Task objective
What you return should match the listing exactly, minus its images.

Dataset
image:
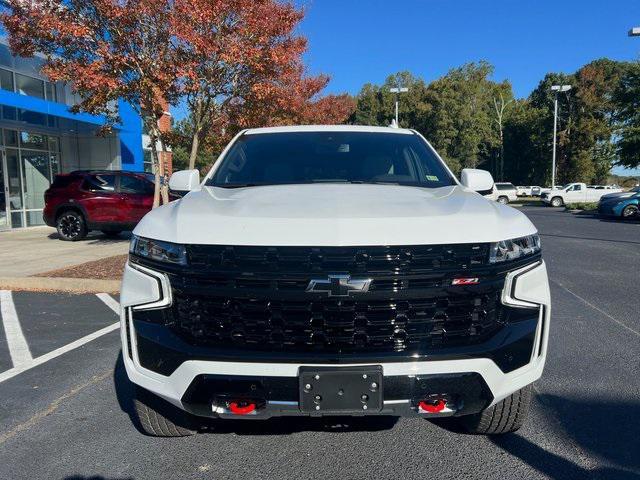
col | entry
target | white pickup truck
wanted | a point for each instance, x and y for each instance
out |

Task output
image:
col | entry
target | white pickup truck
wanted | a point for each instance, x and y for each instance
out |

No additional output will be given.